_EXERCISE INPUTS_

>>>

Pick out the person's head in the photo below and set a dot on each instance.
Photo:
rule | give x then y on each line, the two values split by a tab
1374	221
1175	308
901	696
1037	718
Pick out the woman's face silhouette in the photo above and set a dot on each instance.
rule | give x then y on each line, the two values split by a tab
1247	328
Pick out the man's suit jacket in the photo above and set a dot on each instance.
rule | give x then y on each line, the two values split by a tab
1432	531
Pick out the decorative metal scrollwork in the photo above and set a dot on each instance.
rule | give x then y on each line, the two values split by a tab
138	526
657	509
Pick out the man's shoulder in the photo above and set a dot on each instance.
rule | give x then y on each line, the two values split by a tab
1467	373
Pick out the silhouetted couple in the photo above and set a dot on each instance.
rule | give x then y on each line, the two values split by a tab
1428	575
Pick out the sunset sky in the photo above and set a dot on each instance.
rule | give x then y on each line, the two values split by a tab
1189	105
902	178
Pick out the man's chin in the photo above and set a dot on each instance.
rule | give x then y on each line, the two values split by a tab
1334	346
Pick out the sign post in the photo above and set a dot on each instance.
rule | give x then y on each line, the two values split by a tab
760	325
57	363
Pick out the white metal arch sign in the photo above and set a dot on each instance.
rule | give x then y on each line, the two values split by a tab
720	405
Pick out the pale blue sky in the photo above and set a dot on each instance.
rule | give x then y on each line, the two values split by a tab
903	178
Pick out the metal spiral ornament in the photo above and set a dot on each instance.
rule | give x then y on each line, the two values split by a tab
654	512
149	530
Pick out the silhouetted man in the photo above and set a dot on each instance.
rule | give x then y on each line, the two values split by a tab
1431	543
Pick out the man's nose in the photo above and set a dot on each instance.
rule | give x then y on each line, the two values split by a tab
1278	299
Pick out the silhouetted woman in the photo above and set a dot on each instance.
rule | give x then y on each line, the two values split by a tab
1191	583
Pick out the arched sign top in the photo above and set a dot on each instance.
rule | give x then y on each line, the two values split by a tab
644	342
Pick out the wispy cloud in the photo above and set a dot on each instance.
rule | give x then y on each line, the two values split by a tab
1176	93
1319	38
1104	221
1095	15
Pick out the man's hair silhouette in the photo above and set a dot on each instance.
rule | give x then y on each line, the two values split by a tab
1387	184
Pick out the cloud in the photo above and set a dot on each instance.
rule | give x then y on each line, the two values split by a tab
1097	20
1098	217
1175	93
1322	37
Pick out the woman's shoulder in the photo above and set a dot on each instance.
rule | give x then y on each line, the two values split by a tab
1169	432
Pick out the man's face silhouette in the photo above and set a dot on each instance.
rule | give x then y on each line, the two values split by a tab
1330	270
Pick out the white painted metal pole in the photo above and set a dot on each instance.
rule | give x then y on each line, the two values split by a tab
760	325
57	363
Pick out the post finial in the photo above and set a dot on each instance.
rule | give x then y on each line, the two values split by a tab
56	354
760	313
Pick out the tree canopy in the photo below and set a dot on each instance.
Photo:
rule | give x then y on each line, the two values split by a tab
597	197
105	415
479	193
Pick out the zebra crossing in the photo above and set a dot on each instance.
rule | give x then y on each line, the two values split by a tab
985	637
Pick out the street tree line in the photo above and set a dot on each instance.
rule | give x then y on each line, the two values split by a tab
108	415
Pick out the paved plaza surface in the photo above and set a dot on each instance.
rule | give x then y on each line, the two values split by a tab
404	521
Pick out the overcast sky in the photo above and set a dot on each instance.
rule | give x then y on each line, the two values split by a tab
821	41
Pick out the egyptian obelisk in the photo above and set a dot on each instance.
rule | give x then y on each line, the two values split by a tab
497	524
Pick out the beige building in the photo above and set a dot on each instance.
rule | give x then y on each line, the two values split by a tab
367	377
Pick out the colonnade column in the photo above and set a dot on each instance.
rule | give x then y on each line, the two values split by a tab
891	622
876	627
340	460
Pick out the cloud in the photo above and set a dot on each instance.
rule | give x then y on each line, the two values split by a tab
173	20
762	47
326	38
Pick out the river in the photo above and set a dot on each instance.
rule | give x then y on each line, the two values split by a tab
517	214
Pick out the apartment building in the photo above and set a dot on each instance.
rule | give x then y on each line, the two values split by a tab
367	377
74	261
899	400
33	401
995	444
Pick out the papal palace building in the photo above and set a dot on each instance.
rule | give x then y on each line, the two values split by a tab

<<<

_PROBLEM REQUIREMENTS_
Give a word-for-word copy of the records.

_WRITTEN SOLUTION_
Pick out the person's head in the photo below and set a dot on each instance.
Photo:
rule | give x then y on each line, the two values split by a tab
1374	221
1175	308
901	696
1037	718
Pick out the woman's face silhouette in the photo above and set a dot on each instance.
rule | give x then y on each line, the two values split by a tab
1247	328
Pick out the man's suit jacket in the photo above and set a dot on each instance.
rule | give x then y on each line, the two values split by a tab
1432	531
Pick out the decorative metal scrollwork in the photo above and set a dot on each instance.
rule | give x then y on each line, the two values split by a tab
138	526
657	509
Pick out the man's shoulder in the photo above and set a dot on each instance.
rule | give x then y on each line, the two values split by a tab
1467	373
Pick out the silhouetted couple in the photo above and set a dot on each instance.
rule | give x then y on each line, the two values split by a tab
1428	575
Pick out the sunset sky in the photo above and set a dot on each instance.
rule | give x then y on each line, the two values split by a tab
1189	105
902	178
Pick out the man's chin in the photo above and set a dot on each instance.
rule | give x then y on each line, the two values split by a tab
1334	346
Pick out the sign post in the photo above and set a dot on each instance.
rule | give x then y on each line, the two values split by a tab
760	325
57	363
Pick out the white metal arch sign in the photo above and set a dot on each instance.
rule | give x then y on each line, the two values split by a tab
720	405
Pick out the pale blue sky in the photo above and set a dot on each instance.
rule | give x then y on each line, the two values split by a tab
903	178
Pick out the metal spiral ornament in the photo above and set a dot on each instance.
rule | give x then y on each line, the two values split by a tab
654	512
149	530
Pick out the silhouetted man in the photo above and set a dot on each instance.
rule | give x then y on each line, the two values split by a tab
1431	543
Pick out the man's nose in the photo above and set a dot on each instance.
rule | give x then y on each line, the two values split by a tab
1278	299
Pick out the silhouetted woman in the photo above and set a dot on each instance.
rule | give x then y on each line, the two values split by a tab
1191	583
Pick out the arched sign top in the photo above and set a dot on each instance.
rule | give x then y on each line, the two values split by a tab
644	342
Pick out the wispy cloud in the photo above and set a dot on each instance.
rule | give x then y on each line, the two values split by a tab
1176	93
1319	38
1104	221
1095	15
Pick out the man's hair silhouette in the photo above and set a dot on each instance.
rule | give x then y on each line, the two values split by a tab
1387	184
Pick out the cloud in the photo above and set a dot on each instance.
rule | give x then y on each line, the two values split by a tab
1097	20
1098	217
1175	93
1322	37
Pick out the woman's shoulder in the photo above and set a dot on each instance.
rule | give x then y on each line, the two values split by a tab
1169	432
Pick out the man's face silhouette in the photo above and set a dot on each instance.
rule | give x then y on each line, the two values split by a tab
1330	270
Pick out the white painted metal pole in the photo above and set a dot on each instance.
rule | give x then y on each line, the two values split by a tab
760	325
57	363
Pick out the post finial in the photo above and set a dot on each instance.
rule | give x then y on each line, the two values split by a tab
56	354
760	313
Pick out the tree canopy in the photo below and set a dot on each instance.
Photo:
rule | give x then y on each line, the two values split by a tab
597	197
105	415
479	193
Pick out the zebra crossing in the photo above and set a dot on each instance.
rule | give x then y on each line, the two values split by a tab
985	637
Pick out the street tree line in the photo above and set a dot on each instance.
rule | give x then y on each line, the two values split by a tab
108	415
Pick out the paved plaza surface in the photo above and set a dot on each instance.
rule | give x then y on each line, the two values split by a tab
404	521
Pick out the overcast sky in the photo above and set a dot on each instance.
rule | give x then y on each line, the two values split by a tab
821	41
Pick out the egyptian obelisk in the photo above and set a dot on each instance.
rule | give x then y on each line, the two values split by a tab
497	524
Pick out the beige building in the photo above and set a dot on each instance.
rule | give x then y on each line, the two values split by a tab
367	377
Pick out the colonnade column in the photo above and set a dot on each instance.
rule | give x then y on each line, the two values split by a tab
891	622
876	627
340	460
Pick out the cloud in the photo above and set a dot on each instance.
rule | give x then y on each line, the two values split by a tab
173	20
762	47
326	38
Pick out the river in the photo above and set a dot on each instance.
rule | give x then y on each line, the two values split by a tab
517	214
Pick out the apartment building in the photo above and set a dot on each instance.
rule | give x then y on each line, the two values split by a tab
367	377
74	261
899	400
33	401
995	444
Pick out the papal palace building in the photo above and set a dot on each instance.
rule | give x then y on each line, the two values split by a tab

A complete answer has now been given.